Point labeling examples:
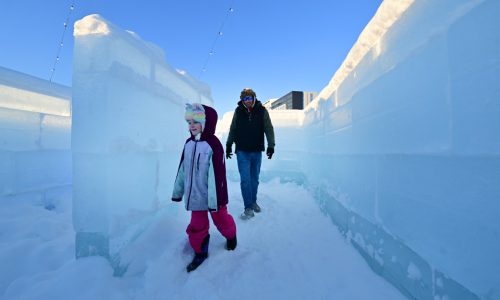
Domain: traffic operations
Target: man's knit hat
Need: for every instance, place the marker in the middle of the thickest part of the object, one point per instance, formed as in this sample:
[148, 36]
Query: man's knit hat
[195, 112]
[248, 92]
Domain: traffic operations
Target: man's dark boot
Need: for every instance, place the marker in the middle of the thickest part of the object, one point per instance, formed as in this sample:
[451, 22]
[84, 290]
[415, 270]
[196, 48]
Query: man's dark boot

**Directive:**
Reproduce the listing above word for word, omitting the pictures.

**Expected answer:**
Domain: traffic operations
Target: man's knit hat
Need: for every instance, place the marker in the middle of the thickest part of the object, one point per instance, formed as in this sample:
[148, 36]
Query: man's knit hat
[195, 112]
[248, 92]
Domain: traffic operations
Target: man's dark boot
Need: for every instance, place the marker in the middle of the thickest part of the object, one point per instance, formed as in this sample:
[451, 22]
[84, 290]
[415, 270]
[196, 48]
Query: man's dark boot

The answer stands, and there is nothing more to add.